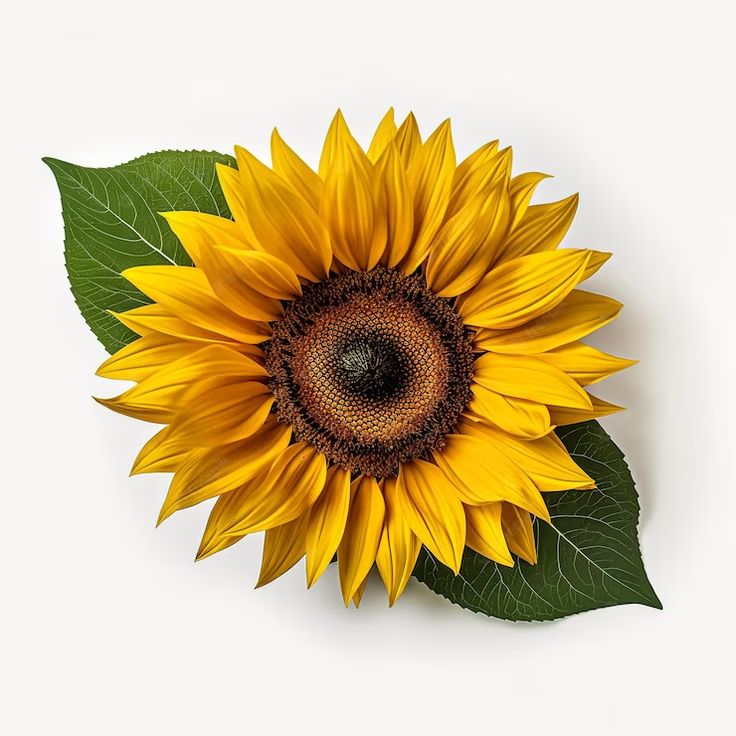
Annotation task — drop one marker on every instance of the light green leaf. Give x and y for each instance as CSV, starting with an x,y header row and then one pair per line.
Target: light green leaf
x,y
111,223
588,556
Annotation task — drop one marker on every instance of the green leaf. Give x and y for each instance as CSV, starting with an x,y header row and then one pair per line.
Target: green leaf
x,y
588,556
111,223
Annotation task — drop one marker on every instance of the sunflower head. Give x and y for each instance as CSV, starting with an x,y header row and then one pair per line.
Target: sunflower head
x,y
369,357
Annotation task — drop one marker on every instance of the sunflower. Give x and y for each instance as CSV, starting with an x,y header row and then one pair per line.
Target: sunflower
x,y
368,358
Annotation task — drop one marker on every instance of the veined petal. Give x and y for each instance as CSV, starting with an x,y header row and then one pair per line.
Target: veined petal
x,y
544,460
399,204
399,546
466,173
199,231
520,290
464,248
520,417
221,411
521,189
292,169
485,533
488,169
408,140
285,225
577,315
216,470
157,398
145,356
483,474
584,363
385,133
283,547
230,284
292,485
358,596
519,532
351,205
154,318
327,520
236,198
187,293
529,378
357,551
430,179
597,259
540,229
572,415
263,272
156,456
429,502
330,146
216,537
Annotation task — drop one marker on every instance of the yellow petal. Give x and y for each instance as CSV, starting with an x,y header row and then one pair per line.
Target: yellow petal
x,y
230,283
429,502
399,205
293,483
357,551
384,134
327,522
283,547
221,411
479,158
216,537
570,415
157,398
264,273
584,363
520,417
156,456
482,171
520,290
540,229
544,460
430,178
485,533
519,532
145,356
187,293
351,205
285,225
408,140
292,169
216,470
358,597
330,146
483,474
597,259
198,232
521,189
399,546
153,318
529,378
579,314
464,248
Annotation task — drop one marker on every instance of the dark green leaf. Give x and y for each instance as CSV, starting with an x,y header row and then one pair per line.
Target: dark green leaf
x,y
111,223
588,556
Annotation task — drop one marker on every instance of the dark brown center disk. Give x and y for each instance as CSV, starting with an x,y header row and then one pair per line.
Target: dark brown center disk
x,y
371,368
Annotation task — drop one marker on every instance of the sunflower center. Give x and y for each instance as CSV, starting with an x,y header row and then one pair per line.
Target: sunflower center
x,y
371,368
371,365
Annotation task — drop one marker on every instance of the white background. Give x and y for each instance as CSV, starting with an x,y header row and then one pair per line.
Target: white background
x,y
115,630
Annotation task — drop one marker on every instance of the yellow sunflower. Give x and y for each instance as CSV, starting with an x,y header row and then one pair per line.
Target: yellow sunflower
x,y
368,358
********
■ EXERCISE PROMPT
Return the records exactly. Don't carry the pictures over.

■ EXPECTED ANSWER
Annotation task — drop one marker on every instance of the light green leaf. Give x and y for each instance as CSV, starting with an x,y header row and then one pair per line.
Target: light green leaf
x,y
111,223
588,556
Annotation task — drop one marker on every instance of the green leaf. Give x and y for each instance as CSV, starting with an x,y header row and then one pair per line.
Target: green leaf
x,y
588,556
111,223
Annotation task — drop one marker on every instance of the sunflower head. Give x and y for each instance as CSV, starting with an x,y header row and then one pair per line.
Target: sunflower head
x,y
369,357
Annotation task — drop one marker on every instance of the sunflower. Give x and y for each instance as CSV, starting with an x,y header row and then one pair per line.
Target: sunflower
x,y
368,358
Annotation task — drop one marker on every instance of the veined petal. Give x and y for each instance as CSV, starting with an x,y header row and then one pair per line.
Target: veined petal
x,y
544,460
399,204
399,546
466,173
199,231
520,290
464,248
520,417
221,411
521,189
292,169
485,533
488,169
408,140
285,225
577,315
216,470
157,398
145,356
483,474
584,363
385,133
283,547
230,284
292,485
358,596
519,532
351,205
154,318
327,520
236,198
187,293
529,378
357,551
430,179
597,259
540,229
572,415
263,272
156,456
429,502
330,146
216,537
Annotation task — drop one marker on every instance of the yellow petal. Give x and y for each instance as CSV, starting with an x,y header row and then one pair per line.
Target: yellow petal
x,y
230,283
429,502
399,205
293,483
357,551
384,134
327,522
283,547
221,411
479,158
216,537
570,415
157,398
264,273
584,363
520,417
156,456
482,171
520,290
540,229
544,460
430,178
485,533
519,532
145,356
187,293
351,205
285,225
408,140
292,169
216,470
358,597
330,146
483,474
597,259
198,232
521,189
399,546
153,318
529,378
579,314
464,248
Annotation task — drop one marker on every instance of the dark green leaf. Give x and y for each instance as CSV, starting with an x,y header row and then one pair per line.
Target: dark green leaf
x,y
111,223
588,556
Annotation task — drop one marker on every instance of the dark brown center disk. Give x and y for each instance as CSV, starting with an x,y header row and then one pair per line.
Target: dark brown center disk
x,y
371,368
Annotation task — drop one marker on every instance of the sunflower center. Give x and y for each instance as CSV, starting with an x,y header row and then one pair per line.
Target: sunflower center
x,y
371,368
371,365
Annotation task — drop one marker on every instance of the white background. Give x and y for each instance as CSV, starting with an x,y header row and then one pair per line.
Target: white background
x,y
115,630
Annotation task — drop one marker on every instance of the yellow sunflower. Give x and y for each instance as CSV, starting with an x,y header row and then one pair per line.
Target: yellow sunflower
x,y
368,358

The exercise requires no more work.